### Provided data
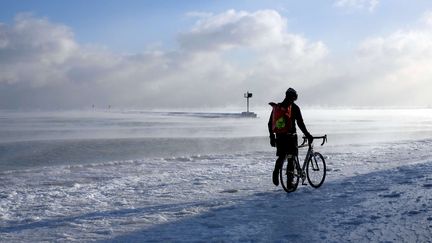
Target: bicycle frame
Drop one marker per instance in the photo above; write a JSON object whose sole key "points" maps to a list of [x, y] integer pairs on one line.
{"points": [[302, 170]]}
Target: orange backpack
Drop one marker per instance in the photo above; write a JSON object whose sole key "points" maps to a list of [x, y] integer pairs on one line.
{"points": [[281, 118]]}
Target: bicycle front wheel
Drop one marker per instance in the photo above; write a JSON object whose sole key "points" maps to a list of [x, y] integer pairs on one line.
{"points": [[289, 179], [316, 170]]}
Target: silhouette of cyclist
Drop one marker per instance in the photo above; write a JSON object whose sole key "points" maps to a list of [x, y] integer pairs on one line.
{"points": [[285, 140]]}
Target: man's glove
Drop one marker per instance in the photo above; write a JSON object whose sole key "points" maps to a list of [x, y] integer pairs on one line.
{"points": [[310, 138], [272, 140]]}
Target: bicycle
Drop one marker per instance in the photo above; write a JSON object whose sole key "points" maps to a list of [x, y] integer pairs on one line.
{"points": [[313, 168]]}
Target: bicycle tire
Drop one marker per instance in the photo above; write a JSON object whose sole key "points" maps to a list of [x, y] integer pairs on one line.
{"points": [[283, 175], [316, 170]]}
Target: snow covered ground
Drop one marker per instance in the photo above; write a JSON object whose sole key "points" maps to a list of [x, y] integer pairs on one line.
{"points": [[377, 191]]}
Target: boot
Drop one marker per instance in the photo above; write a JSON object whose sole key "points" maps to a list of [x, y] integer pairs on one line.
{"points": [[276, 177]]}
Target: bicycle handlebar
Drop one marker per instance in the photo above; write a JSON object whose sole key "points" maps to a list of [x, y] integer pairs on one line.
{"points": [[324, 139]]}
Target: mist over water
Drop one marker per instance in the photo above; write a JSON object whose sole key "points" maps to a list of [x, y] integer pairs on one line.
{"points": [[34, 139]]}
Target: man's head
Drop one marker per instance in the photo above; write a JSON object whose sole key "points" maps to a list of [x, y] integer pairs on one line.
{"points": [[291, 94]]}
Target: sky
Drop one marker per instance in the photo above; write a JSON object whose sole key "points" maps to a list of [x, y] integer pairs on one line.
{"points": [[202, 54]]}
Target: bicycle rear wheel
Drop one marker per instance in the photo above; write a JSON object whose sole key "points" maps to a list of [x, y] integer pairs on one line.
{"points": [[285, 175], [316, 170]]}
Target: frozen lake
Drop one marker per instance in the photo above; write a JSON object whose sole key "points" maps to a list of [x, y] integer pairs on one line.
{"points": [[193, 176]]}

### Exercise task
Turn the lines above into a numbered list, skipping any blank lines and leaving out the pictures.

### Response to the exercise
1. Target: bicycle frame
2. Drop one marker per instance in the photo above; write a JSON object whose sole key "points" maps to a list of [x, y] integer pairs on one line.
3. {"points": [[302, 170]]}
4. Target: orange backpack
5. Drop one marker per instance in the photo above; write a JSON object whose sole key "points" maps to a list of [x, y] integer pairs on one line.
6. {"points": [[281, 118]]}
7. Target: bicycle front wheel
8. Drop one marker per instance in the photo above; write a JSON object whose sole key "points" maps to a list of [x, y] integer pairs on one line.
9. {"points": [[289, 179], [316, 170]]}
10. Target: silhouette of cyclist
11. Drop one marker per instance in the photo above; write a JSON object whose sole key "points" maps to a list of [x, y] integer pairs on one line.
12. {"points": [[285, 140]]}
13. Target: man's glove
14. Drop one marker per instance in the photo above; write a JSON object whose sole key "points" maps to a list of [x, y] integer pairs on one line.
15. {"points": [[310, 138], [272, 140]]}
16. Target: bicycle
17. Drop one marker per instance in the photo above; write a JSON object whose sole key "points" maps to a list of [x, y] integer pairs on one line.
18. {"points": [[313, 168]]}
19. Target: bicycle tire
20. Drop one marker per instance in the photo above; write a JSON object whose sole key "points" maps to a list of [x, y] integer pairs on one line.
21. {"points": [[283, 175], [316, 170]]}
22. Target: snow covered ground
23. Drop one marker per instance in the photo above; write a JSON object whose sole key "points" maps to a list of [x, y] integer pairs on one line.
24. {"points": [[377, 191]]}
25. Target: boot
26. Drop one marker per instance in the photo above; write a JSON object whose sole key "points" maps to a list of [x, y] integer pairs on one line.
27. {"points": [[276, 177]]}
28. Target: bicycle handlebar
29. Drop one marker per instance in the photo above; write a JSON object whose sole key "points" maps to a list of [x, y] integer pairs on one line.
30. {"points": [[324, 139]]}
31. Target: mist over water
32. Drop one marker per instance in the photo above; write a JSON object whose sole key "points" maps to a list of [x, y] integer pairs on one line.
33. {"points": [[34, 139]]}
34. Target: man's head
35. Drop one marker per instance in the photo above; write a JSON object whose sole key "points" maps to a list of [x, y] integer pairs on one line.
36. {"points": [[291, 94]]}
37. Target: sky
38. Drop one marker per instance in the photo above; write a JSON object whose sole key "points" maps to a list of [x, y] integer pairs on one line.
39. {"points": [[202, 54]]}
40. Target: bicycle rear wheel
41. Drop one marker per instance in the photo above; write a JSON object whose sole key "points" maps to a list of [x, y] integer pairs on one line.
42. {"points": [[285, 175], [316, 170]]}
43. Target: frozen lake
44. Drop one marker per instance in the photo above; write a JSON object whose sole key "points" maps to a list of [x, y] integer pairs on one line.
45. {"points": [[193, 176]]}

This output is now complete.